■ Exercise brief
Set out the lines below as a numbered list, beginning with the first line and ending with the line that contains "point(311, 196)". Leave out any blank lines.
* * * * * * *
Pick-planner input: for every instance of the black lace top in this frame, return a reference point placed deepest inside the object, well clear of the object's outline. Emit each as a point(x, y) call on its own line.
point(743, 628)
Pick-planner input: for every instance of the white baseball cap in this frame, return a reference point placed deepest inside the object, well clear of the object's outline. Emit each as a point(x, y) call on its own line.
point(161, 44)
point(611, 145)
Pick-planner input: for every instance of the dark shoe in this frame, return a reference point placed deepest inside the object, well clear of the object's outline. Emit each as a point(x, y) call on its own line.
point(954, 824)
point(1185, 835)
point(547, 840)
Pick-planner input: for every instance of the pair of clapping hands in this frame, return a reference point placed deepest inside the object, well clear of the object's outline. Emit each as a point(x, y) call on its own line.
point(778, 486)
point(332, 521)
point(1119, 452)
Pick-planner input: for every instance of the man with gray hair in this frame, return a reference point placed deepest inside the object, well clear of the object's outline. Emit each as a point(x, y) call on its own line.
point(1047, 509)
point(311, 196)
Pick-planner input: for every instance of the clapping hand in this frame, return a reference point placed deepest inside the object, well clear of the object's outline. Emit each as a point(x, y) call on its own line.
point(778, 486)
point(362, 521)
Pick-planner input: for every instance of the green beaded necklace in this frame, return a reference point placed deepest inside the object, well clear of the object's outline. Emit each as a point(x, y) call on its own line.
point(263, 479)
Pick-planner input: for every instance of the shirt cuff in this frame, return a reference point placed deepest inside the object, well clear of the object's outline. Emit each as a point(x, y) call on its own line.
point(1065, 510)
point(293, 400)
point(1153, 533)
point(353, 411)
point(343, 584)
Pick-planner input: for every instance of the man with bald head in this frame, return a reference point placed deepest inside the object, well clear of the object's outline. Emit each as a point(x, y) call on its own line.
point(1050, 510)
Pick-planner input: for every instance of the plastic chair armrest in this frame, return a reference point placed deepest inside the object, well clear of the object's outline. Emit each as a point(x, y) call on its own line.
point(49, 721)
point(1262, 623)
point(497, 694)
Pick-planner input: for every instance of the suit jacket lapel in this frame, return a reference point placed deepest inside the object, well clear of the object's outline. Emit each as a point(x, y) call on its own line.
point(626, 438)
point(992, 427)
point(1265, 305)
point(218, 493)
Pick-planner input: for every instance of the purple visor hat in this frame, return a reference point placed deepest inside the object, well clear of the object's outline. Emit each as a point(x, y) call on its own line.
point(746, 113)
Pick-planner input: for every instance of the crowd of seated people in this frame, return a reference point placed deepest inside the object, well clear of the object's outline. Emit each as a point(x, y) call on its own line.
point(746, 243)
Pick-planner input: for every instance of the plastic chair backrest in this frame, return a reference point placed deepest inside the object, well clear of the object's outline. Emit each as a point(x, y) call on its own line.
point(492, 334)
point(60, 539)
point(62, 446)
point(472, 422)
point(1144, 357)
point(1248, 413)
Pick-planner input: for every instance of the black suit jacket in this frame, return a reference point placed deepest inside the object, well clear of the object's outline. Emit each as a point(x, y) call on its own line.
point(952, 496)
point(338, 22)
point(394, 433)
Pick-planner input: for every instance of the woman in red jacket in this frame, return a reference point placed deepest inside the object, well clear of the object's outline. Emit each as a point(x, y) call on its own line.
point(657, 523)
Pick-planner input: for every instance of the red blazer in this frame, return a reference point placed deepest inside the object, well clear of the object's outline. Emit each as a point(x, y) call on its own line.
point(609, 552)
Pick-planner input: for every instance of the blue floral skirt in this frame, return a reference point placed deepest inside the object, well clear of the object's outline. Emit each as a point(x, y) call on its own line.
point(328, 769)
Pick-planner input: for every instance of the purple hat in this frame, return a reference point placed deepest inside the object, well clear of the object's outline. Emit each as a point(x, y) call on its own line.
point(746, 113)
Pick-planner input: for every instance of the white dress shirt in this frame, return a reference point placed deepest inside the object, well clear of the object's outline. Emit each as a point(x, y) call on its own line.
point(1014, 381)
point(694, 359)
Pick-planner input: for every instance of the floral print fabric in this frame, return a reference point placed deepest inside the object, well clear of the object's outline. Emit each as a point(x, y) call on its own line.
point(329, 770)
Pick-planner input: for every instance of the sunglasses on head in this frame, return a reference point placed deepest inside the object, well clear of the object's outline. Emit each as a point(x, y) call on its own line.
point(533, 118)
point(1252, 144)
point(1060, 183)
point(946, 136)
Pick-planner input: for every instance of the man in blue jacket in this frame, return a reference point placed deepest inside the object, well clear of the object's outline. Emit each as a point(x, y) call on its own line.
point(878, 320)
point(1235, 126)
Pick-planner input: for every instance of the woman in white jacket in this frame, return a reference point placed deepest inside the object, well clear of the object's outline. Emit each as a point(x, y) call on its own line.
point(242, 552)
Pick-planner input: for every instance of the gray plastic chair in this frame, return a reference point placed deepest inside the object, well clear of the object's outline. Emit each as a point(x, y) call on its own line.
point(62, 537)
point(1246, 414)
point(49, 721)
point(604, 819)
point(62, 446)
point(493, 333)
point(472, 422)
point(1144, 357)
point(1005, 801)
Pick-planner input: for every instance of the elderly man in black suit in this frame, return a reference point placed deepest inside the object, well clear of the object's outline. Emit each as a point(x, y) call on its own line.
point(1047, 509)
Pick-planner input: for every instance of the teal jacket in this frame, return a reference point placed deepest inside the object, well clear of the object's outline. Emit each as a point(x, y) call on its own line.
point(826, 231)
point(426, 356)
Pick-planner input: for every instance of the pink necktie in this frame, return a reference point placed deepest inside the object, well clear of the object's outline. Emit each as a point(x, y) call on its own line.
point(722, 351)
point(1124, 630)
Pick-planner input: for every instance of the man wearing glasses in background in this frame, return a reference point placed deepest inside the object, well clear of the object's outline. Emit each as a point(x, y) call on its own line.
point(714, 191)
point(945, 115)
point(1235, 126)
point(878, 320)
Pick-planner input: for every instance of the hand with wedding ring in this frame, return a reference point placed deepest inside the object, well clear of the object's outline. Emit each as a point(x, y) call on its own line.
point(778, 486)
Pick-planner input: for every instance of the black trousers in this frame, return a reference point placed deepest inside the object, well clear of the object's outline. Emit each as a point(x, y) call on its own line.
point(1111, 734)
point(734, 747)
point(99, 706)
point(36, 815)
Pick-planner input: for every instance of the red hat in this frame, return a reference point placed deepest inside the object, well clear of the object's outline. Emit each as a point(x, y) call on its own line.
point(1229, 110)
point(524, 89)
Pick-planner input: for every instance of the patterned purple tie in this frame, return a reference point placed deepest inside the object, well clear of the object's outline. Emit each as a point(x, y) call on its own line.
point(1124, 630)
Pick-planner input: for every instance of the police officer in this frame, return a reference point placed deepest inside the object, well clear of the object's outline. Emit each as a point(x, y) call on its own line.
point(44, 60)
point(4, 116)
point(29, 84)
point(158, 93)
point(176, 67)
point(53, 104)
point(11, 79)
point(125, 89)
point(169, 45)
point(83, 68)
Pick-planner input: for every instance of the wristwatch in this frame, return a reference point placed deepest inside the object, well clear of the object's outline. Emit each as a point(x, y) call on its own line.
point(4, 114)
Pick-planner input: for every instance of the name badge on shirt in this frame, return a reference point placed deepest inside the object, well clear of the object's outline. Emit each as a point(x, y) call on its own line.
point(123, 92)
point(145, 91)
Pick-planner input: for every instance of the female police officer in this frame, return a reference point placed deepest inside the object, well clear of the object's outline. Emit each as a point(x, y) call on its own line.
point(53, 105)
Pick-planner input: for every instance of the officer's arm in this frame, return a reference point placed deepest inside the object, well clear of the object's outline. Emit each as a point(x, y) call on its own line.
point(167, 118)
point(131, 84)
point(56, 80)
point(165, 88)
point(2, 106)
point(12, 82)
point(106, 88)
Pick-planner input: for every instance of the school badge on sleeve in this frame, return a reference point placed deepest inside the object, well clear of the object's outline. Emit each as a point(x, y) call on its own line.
* * * * * * *
■ Response to the exercise
1. Pick-planner input: for every instance of the black lace top in this frame, return a reference point placed deepest inside the object, well clear of the object's outline. Emit each as a point(x, y) call on its own line.
2. point(743, 628)
3. Pick-planner input: for every instance of the white baseball cap in this frame, return a reference point placed deepest inside the object, well clear of the object's outline. Emit each as a point(x, y) call on its own line.
4. point(161, 44)
5. point(611, 145)
6. Pick-planner input: for every instance of the dark shoe in this frame, return a reference point placed deepest inside the object, well clear of the object's outline. Emit each as a point(x, y) call on its own line.
7. point(954, 824)
8. point(1185, 835)
9. point(547, 840)
10. Pick-planner input: for every instance of the pair of clapping hands in this frame, return a reference point placed deepest inside the object, well clear of the object's outline. Emit each as a point(x, y) call on its own line.
11. point(778, 486)
12. point(332, 521)
13. point(1119, 452)
14. Pick-planner input: for every instance of the man with gray hair in this frame, return a reference point placed deepest inside the object, well clear of the object's outline. Emit each as a point(x, y) call on its own line.
15. point(1047, 509)
16. point(311, 196)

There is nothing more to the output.